Saved entries:
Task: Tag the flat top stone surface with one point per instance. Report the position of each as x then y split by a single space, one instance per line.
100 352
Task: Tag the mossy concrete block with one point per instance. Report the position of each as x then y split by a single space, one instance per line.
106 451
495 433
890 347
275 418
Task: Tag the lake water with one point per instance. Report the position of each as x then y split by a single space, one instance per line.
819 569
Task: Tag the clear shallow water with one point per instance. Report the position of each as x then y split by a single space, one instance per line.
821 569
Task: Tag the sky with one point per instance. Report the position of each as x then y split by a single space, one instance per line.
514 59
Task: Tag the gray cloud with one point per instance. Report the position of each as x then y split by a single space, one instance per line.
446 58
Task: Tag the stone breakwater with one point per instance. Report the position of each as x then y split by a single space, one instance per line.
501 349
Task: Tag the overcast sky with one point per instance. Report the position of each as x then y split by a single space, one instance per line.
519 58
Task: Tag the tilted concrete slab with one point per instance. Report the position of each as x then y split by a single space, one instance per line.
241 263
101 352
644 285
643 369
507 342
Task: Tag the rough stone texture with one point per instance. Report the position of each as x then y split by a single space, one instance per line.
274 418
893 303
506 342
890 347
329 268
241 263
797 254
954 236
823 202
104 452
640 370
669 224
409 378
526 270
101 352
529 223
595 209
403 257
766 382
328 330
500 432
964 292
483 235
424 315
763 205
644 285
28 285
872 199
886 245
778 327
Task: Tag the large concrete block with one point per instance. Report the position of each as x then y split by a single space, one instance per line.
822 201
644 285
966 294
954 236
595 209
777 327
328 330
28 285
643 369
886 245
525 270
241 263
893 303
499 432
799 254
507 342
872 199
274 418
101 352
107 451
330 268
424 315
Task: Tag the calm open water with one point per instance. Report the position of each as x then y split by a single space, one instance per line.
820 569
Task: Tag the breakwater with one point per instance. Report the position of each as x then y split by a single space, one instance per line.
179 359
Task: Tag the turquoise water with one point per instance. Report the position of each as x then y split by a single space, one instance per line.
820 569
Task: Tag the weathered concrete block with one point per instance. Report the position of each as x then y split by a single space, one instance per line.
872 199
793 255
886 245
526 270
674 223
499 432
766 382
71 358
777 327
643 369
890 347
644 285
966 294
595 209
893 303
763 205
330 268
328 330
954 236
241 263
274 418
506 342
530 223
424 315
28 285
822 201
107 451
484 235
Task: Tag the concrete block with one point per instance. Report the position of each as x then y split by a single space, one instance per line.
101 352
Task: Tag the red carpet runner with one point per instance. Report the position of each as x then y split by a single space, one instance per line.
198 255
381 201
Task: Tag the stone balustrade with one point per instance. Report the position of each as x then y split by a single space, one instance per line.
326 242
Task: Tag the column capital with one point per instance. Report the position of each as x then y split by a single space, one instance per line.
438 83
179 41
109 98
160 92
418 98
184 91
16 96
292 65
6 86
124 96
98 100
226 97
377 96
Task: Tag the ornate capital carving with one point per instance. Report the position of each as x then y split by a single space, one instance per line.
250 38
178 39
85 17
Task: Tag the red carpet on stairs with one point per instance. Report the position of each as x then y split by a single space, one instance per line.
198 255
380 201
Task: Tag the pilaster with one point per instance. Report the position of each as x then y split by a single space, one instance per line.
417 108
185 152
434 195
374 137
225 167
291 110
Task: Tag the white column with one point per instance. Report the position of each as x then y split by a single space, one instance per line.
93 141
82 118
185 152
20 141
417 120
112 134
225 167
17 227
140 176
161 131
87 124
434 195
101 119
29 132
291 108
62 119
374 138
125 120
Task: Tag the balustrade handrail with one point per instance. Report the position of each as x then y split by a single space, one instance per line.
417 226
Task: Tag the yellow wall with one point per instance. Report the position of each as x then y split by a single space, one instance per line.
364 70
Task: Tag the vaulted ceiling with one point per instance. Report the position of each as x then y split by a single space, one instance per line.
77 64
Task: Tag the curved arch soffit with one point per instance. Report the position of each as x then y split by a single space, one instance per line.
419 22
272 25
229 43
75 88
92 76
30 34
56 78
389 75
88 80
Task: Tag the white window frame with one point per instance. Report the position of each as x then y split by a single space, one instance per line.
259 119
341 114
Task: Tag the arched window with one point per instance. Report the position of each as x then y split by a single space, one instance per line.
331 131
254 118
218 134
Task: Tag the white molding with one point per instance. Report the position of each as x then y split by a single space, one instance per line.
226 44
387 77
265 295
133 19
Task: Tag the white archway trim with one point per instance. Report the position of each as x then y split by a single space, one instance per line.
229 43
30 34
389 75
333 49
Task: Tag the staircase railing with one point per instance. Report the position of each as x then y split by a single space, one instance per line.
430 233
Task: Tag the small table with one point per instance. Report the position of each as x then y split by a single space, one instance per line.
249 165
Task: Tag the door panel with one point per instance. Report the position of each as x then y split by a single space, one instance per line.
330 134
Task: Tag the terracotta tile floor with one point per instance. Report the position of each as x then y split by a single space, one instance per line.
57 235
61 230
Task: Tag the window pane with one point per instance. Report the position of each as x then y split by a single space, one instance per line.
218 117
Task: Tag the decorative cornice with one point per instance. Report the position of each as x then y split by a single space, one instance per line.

■ WORK INSTRUCTIONS: All lines from the one with "Task: Tag the white molding" through the final line above are to be quoted exactly; quote no other line.

■ WRITTEN RESPONSE:
Task: Tag the white molding with one point per instance. Report the position of each as x then y split by a single space, one instance per line.
226 44
387 77
265 295
133 19
Task: Tag the white archway trim with one point per instance. Report the position of each as x then y split by a single space, one instance per line.
229 43
30 34
389 75
333 49
Task: Tag the staircase railing with one point per instance. Report the position of each as x then y split by a single space, one instance per line.
430 233
Task: Tag the small table with one point per instance. Report the position of each as x then y split by a single space, one instance per line.
249 165
Task: Tag the door panel with one point per instance. Report the position of each as x then y split by a single space, one instance per line.
330 134
Task: Tag the terracotta tile floor with one point per instance. Report the position of each as x then y split by a single space, one instance per line.
57 235
61 230
Task: Tag the window pane with one point per instance. Report the position of each as x then y split by a single space, one instance per line.
218 117
Task: Tag the decorative cornice with one point per instance. Report the position of each as x then y split by a single space, one instance per line.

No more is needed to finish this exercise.